Given exercise: Lay out every line of the listing below as a numbered list, leaving out the blank lines.

Extracted data:
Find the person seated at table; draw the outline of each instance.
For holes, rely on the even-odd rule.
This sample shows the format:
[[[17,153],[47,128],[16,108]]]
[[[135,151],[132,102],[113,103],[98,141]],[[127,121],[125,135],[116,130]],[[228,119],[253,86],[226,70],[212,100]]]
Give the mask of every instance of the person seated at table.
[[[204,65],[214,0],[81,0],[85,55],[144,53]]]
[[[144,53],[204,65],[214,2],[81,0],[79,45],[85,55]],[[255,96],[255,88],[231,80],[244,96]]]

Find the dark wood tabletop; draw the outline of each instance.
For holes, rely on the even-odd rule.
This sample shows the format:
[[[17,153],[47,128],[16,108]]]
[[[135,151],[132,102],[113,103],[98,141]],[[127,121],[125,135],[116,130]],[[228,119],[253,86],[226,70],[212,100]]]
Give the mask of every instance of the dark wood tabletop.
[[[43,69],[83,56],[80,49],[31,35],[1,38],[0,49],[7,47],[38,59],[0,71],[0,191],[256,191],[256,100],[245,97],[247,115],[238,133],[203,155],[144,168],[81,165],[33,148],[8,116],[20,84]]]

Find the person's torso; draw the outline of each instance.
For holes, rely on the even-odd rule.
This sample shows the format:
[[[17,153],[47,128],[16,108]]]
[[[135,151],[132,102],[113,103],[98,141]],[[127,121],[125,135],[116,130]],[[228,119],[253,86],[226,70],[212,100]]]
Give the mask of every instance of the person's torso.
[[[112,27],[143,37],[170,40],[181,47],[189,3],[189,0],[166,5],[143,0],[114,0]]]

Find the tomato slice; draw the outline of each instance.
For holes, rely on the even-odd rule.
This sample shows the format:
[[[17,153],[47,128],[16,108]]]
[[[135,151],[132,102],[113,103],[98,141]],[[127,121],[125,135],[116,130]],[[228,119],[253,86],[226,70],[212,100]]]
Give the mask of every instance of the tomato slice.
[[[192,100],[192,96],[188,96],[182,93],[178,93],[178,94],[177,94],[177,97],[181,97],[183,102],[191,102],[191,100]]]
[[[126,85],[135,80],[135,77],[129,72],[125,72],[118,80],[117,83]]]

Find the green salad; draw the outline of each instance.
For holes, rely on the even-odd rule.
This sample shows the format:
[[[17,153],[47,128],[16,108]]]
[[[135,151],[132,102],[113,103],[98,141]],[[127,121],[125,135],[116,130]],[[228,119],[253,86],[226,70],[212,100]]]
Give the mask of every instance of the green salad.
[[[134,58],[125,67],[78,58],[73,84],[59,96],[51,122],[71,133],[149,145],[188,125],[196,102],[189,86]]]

Exercise result:
1. Find the person seated at table; draw the outline of each instance.
2. For holes, rely on the even-odd rule.
3. This sample shows the format:
4. [[[17,153],[47,128],[16,108]]]
5. [[[135,151],[132,102],[113,103],[98,141]],[[127,121],[125,135],[116,130]],[[228,119],[253,86],[226,70],[212,100]]]
6. Give the mask of every instance of the person seated at table.
7. [[[204,65],[214,0],[81,0],[85,55],[144,53]]]
8. [[[144,53],[204,65],[214,2],[81,0],[79,45],[85,55]],[[255,96],[255,88],[231,80],[244,96]]]
9. Find the dark wood tabletop; draw the outline of each instance.
10. For holes, rely on the even-odd rule.
11. This sample shows the format:
12. [[[17,153],[47,128],[16,108]]]
13. [[[135,151],[132,102],[113,103],[98,141]],[[127,121],[125,135],[116,130]],[[228,119],[253,86],[226,70],[212,100]]]
14. Give the mask of every instance of the dark wood tabletop.
15. [[[43,69],[83,56],[80,49],[31,35],[1,38],[0,49],[7,47],[38,59],[0,71],[0,191],[256,191],[256,100],[245,97],[247,115],[238,133],[203,155],[144,168],[81,165],[33,148],[8,116],[20,84]]]
16. Find the person's torso; draw the outline of each instance.
17. For holes, rely on the even-odd rule.
18. This sample shows the format:
19. [[[17,153],[47,128],[16,108]]]
20. [[[135,151],[132,102],[113,103],[98,141]],[[127,121],[125,135],[116,130]],[[228,119],[253,86],[226,70],[212,100]]]
21. Give the mask of every instance of the person's torso.
22. [[[112,27],[143,37],[170,40],[181,47],[189,3],[189,0],[166,5],[143,0],[114,0]]]
23. Find the tomato slice; draw the outline of each instance.
24. For holes, rely on the even-odd rule.
25. This sample shows the format:
26. [[[17,153],[47,128],[16,108]]]
27. [[[135,151],[132,102],[113,103],[98,141]],[[127,121],[125,135],[116,130]],[[228,119],[253,86],[226,70],[212,100]]]
28. Give the mask of every instance of the tomato slice.
29. [[[192,100],[192,96],[188,96],[182,93],[178,93],[178,94],[177,94],[177,97],[181,97],[183,102],[191,102],[191,100]]]
30. [[[126,85],[135,80],[135,77],[129,72],[125,72],[118,80],[117,83]]]
31. Find the green salad; draw the outline of each instance.
32. For holes, rely on the even-odd rule.
33. This sample shows the format:
34. [[[17,153],[47,128],[16,108]]]
35. [[[135,151],[132,102],[113,103],[98,141]],[[127,121],[125,135],[116,130]],[[228,119],[253,86],[226,70],[212,100]]]
36. Give the mask of every instance of the green salad.
37. [[[134,58],[125,67],[78,58],[73,84],[59,96],[51,122],[71,133],[149,145],[188,125],[196,102],[189,86]]]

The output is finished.